▶ What is asked
Extract every line of the records below without changing anything, and omit the pictures from your answer.

▶ Data in this exercise

■ ■ ■

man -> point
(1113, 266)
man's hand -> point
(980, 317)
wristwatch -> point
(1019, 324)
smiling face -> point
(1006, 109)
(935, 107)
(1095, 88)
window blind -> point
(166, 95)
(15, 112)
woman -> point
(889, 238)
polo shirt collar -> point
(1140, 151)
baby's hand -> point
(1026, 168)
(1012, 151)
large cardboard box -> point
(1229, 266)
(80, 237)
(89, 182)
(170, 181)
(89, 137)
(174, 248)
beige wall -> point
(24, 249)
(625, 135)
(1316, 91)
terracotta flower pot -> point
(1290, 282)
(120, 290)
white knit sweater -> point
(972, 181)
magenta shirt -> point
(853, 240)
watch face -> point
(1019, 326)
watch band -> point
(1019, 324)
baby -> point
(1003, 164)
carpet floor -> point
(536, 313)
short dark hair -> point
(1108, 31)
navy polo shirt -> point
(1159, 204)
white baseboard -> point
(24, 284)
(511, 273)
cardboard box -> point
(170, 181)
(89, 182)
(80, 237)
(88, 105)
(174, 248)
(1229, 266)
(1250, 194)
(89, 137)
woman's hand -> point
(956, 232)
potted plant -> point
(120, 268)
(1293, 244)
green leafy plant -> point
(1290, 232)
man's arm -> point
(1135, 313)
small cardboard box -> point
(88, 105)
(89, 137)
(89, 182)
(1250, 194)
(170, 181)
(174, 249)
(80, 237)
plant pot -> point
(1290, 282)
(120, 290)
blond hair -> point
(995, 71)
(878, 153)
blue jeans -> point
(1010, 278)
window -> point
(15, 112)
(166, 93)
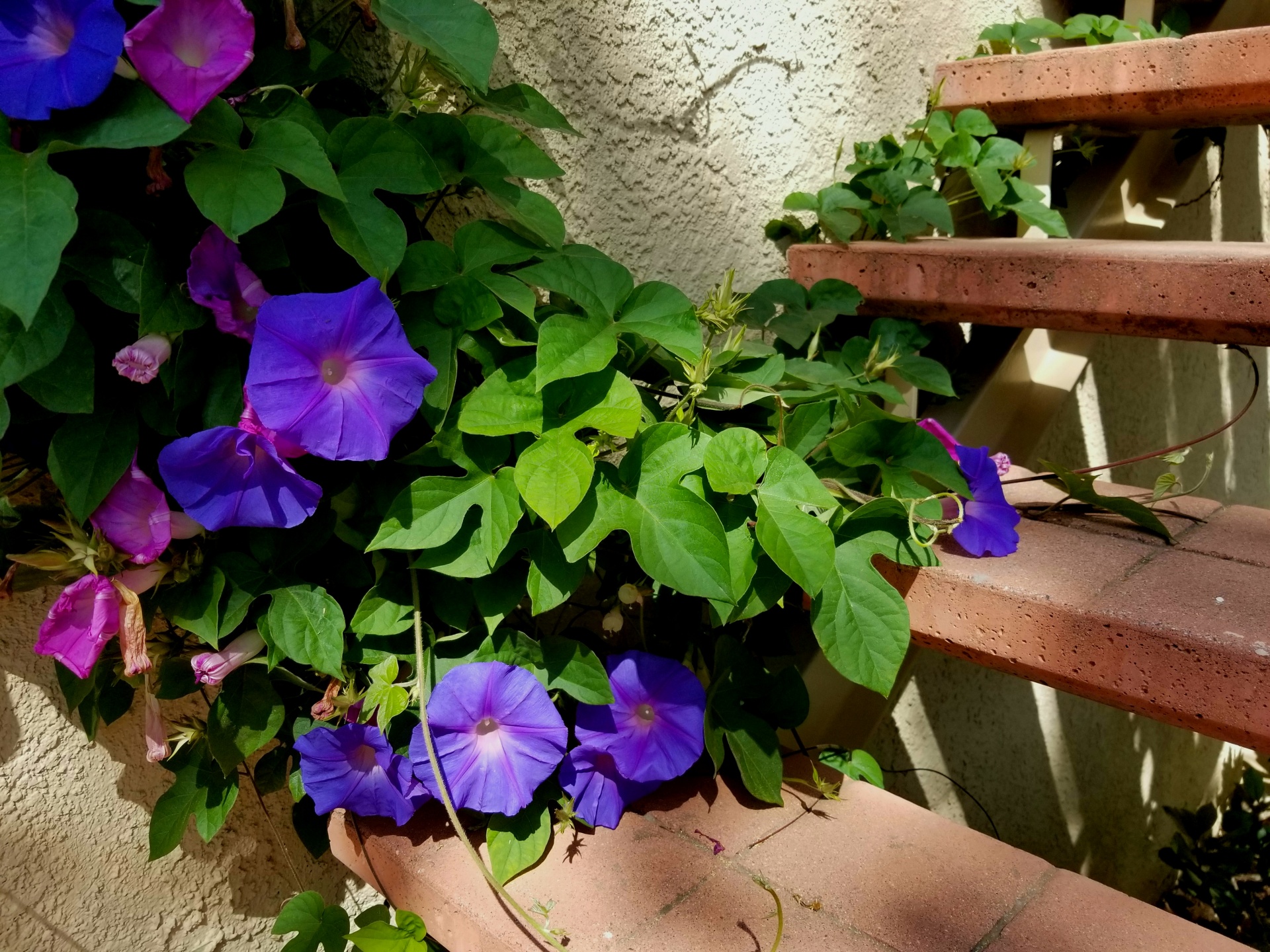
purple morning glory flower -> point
(220, 282)
(600, 793)
(353, 767)
(335, 372)
(656, 727)
(497, 736)
(56, 54)
(135, 517)
(189, 51)
(229, 476)
(990, 522)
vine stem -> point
(1152, 455)
(422, 686)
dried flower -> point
(56, 54)
(212, 668)
(140, 362)
(656, 727)
(353, 767)
(222, 282)
(600, 793)
(497, 736)
(189, 51)
(335, 372)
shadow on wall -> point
(1141, 395)
(1076, 782)
(74, 826)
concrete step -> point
(1217, 291)
(1209, 79)
(1099, 608)
(869, 873)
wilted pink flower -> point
(214, 668)
(157, 731)
(135, 517)
(140, 362)
(220, 282)
(189, 51)
(80, 622)
(937, 429)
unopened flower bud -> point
(140, 362)
(212, 668)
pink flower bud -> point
(214, 668)
(140, 362)
(157, 731)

■ ■ ■

▶ Solution to the problem
man -> point
(1113, 266)
man's hand -> point
(980, 317)
wristwatch -> point
(1019, 324)
smiling face -> point
(1006, 109)
(935, 107)
(1095, 88)
window blind -> point
(166, 95)
(15, 112)
woman -> point
(889, 238)
polo shirt collar -> point
(1140, 151)
baby's hand -> point
(1026, 168)
(1012, 151)
large cardboard box -> point
(1229, 266)
(80, 237)
(89, 182)
(170, 181)
(89, 137)
(174, 248)
beige wall -> point
(24, 249)
(625, 135)
(1316, 91)
terracotta flower pot -> point
(1290, 282)
(120, 290)
white knit sweater -> point
(972, 181)
magenta shirt -> point
(853, 240)
watch face -> point
(1019, 326)
watch band -> point
(1019, 324)
baby -> point
(1003, 164)
carpet floor -> point
(536, 313)
short dark hair -> point
(1108, 31)
navy polo shirt -> point
(1159, 204)
white baseboard -> point
(24, 284)
(511, 273)
cardboard box -> point
(170, 181)
(89, 182)
(80, 237)
(88, 105)
(174, 248)
(1229, 266)
(1250, 194)
(89, 137)
woman's hand -> point
(956, 232)
potted plant -> point
(120, 268)
(1293, 244)
green leafy plant -> point
(1290, 232)
man's arm -> point
(1135, 313)
small cardboard box -> point
(88, 105)
(89, 137)
(89, 182)
(1250, 194)
(170, 181)
(174, 249)
(80, 237)
plant pot -> point
(1290, 282)
(120, 290)
blond hair -> point
(995, 71)
(878, 153)
blue jeans -> point
(1010, 278)
window -> point
(15, 112)
(166, 93)
purple morning glory flower -> point
(220, 282)
(600, 793)
(353, 767)
(335, 372)
(656, 727)
(497, 736)
(56, 54)
(135, 517)
(189, 51)
(229, 476)
(990, 522)
vine stem -> point
(1152, 455)
(422, 686)
dried flower -> point
(56, 54)
(212, 668)
(140, 362)
(656, 727)
(353, 767)
(222, 282)
(600, 793)
(497, 736)
(189, 51)
(335, 372)
shadow on wall -> point
(1141, 395)
(1076, 782)
(74, 826)
concrete step -> point
(1217, 291)
(1209, 79)
(1099, 608)
(869, 873)
wilted pink flower -> point
(214, 668)
(157, 731)
(135, 517)
(140, 362)
(220, 282)
(189, 51)
(80, 622)
(937, 429)
unopened flower bud -> point
(140, 362)
(212, 668)
pink flower bud -> point
(214, 668)
(140, 362)
(157, 731)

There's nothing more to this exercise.